*Alıştırma yönergeleri*.
a. Çağlayan Meydanı'ndaki mitingi anlatan metni baştan sona, hiçbir değişiklik yapmadan yeniden yazın.
b. Kayıtlardan "roof" kelimesinin geçtiği bütün satırları seçip olduğu gibi kopyalayın.

DTP’yi Değil, Silahları Susturun
DTP’ye yönelik tutuklamaları ve PKK’nin “çatışmasızlık” kararına rağmen bölgede yoğunlaşan askeri operasyonları protesto etmek amacıyla, ilki 23 Mayıs günü Van’da gerçekleşen “DTP’yi Susturma, Silahları Sustur” mitinglerinin ikincisi, 24 Mayıs günü İstanbul Çağlayan Meydanı’nda düzenlendi. Binlerce kişinin katıldığı mitingde, DTP’nin yanı sıra, aralarında SODAP’ın da bulunduğu çok sayıda sol örgüt de yer aldı.
Sabah 10.00’dan itibaren Piyalepaşa Bulvarı’nda bir araya gelen kortejler, Çağlayan Meydanı’na doğru yürüyüşe geçti. Miting, tüm kortejlerin alana girmesinin ardından, demokrasi mücadelesinde hayatını kaybedenler için bir dakikalık saygı duruşu ile başladı. Açılış konuşmasını Tertip Komitesi adına DTP PM üyesi Emrullah Bingöl yaptı. Ardından söz alan DTP İstanbul İl Başkanı Halil Aksoy PKK’nin başlattığı çatışmasızlık sürecinin iyi değerlendirilmesi gerektiğini belirterek, “Hem askeri operasyonlara hem de DTP’nin de aralarında olduğu sol, demokrat kurumlara yönelik tutuklamalara son verilmeli” dedi.
DTP İstanbul Milletvekili Sebahat Tuncel ise, Kürtlerin seçimlerde dilinden ve kültüründen asla taviz vermeyeceğinin mesajını verdiğini ve Kürt sorunun çözümü için asıl muhatabın Abdullah Öcalan olduğunu ifade etti.

*Veri kayıtları*.
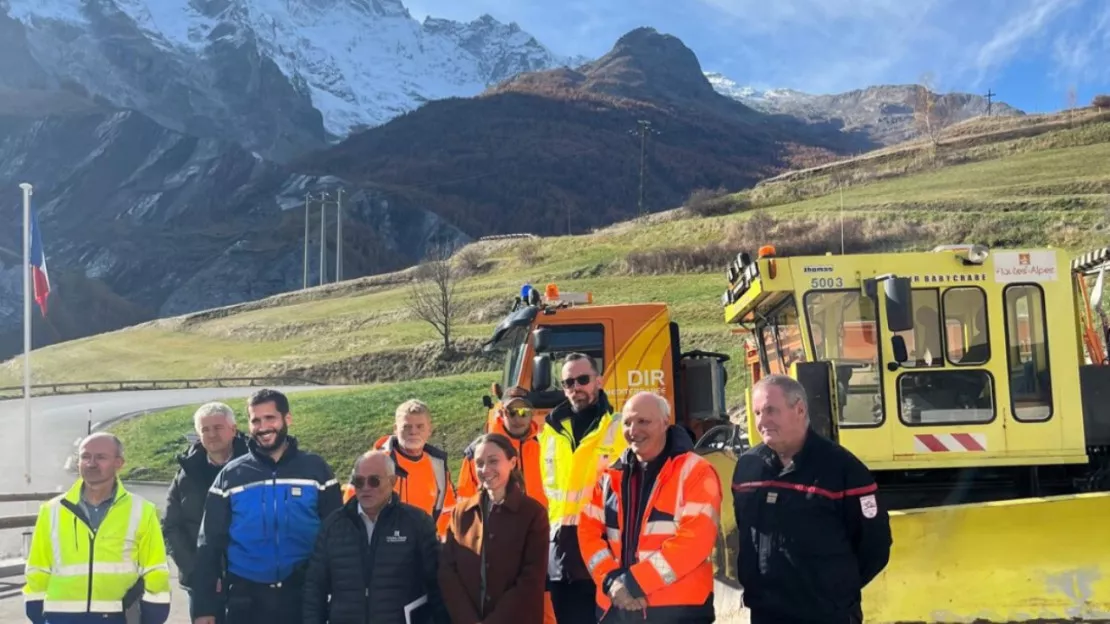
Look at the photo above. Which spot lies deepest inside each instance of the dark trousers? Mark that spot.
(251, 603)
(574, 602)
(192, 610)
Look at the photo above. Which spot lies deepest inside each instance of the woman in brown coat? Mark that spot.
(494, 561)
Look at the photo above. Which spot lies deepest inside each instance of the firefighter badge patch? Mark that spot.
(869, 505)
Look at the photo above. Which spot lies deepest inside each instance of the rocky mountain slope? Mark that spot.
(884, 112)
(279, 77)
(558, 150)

==

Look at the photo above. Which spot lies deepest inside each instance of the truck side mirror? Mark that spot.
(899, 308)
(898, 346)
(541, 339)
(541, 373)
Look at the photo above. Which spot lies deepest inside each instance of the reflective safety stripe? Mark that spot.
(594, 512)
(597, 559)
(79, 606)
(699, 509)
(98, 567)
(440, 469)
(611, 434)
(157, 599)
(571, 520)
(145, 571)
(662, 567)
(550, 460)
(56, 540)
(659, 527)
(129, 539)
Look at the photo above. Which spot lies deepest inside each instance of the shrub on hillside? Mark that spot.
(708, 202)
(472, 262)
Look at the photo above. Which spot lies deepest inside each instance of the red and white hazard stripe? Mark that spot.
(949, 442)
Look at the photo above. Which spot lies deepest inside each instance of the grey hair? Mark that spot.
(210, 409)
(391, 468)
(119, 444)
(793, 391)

...

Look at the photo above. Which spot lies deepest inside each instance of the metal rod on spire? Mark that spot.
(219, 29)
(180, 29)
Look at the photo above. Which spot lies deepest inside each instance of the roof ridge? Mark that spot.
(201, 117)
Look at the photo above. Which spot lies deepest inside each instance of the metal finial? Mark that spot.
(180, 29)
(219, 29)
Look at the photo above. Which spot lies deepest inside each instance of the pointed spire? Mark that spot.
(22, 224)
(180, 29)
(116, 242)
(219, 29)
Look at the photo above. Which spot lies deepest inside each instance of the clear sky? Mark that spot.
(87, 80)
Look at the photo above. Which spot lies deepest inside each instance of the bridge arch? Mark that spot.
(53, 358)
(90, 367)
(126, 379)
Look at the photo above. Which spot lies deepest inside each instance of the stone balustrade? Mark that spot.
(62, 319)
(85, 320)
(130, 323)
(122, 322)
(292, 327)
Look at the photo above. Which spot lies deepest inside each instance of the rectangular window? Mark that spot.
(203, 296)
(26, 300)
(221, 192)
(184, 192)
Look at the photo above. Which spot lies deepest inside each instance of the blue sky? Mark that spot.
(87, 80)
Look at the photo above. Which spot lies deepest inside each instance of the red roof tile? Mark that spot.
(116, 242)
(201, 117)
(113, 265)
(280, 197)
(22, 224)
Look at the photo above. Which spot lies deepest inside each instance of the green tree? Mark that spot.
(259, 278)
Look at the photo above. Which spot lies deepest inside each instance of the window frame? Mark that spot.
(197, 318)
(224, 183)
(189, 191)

*Görevlere göre çözümler*.
a.
DTP’yi Değil, Silahları Susturun
DTP’ye yönelik tutuklamaları ve PKK’nin “çatışmasızlık” kararına rağmen bölgede yoğunlaşan askeri operasyonları protesto etmek amacıyla, ilki 23 Mayıs günü Van’da gerçekleşen “DTP’yi Susturma, Silahları Sustur” mitinglerinin ikincisi, 24 Mayıs günü İstanbul Çağlayan Meydanı’nda düzenlendi. Binlerce kişinin katıldığı mitingde, DTP’nin yanı sıra, aralarında SODAP’ın da bulunduğu çok sayıda sol örgüt de yer aldı.
Sabah 10.00’dan itibaren Piyalepaşa Bulvarı’nda bir araya gelen kortejler, Çağlayan Meydanı’na doğru yürüyüşe geçti. Miting, tüm kortejlerin alana girmesinin ardından, demokrasi mücadelesinde hayatını kaybedenler için bir dakikalık saygı duruşu ile başladı. Açılış konuşmasını Tertip Komitesi adına DTP PM üyesi Emrullah Bingöl yaptı. Ardından söz alan DTP İstanbul İl Başkanı Halil Aksoy PKK’nin başlattığı çatışmasızlık sürecinin iyi değerlendirilmesi gerektiğini belirterek, “Hem askeri operasyonlara hem de DTP’nin de aralarında olduğu sol, demokrat kurumlara yönelik tutuklamalara son verilmeli” dedi.
DTP İstanbul Milletvekili Sebahat Tuncel ise, Kürtlerin seçimlerde dilinden ve kültüründen asla taviz vermeyeceğinin mesajını verdiğini ve Kürt sorunun çözümü için asıl muhatabın Abdullah Öcalan olduğunu ifade etti.

b.
Look at the photo above. Which spot lies deepest inside each instance of the roof ridge? Mark that spot.
Look at the photo above. Which spot lies deepest inside each instance of the red roof tile? Mark that spot.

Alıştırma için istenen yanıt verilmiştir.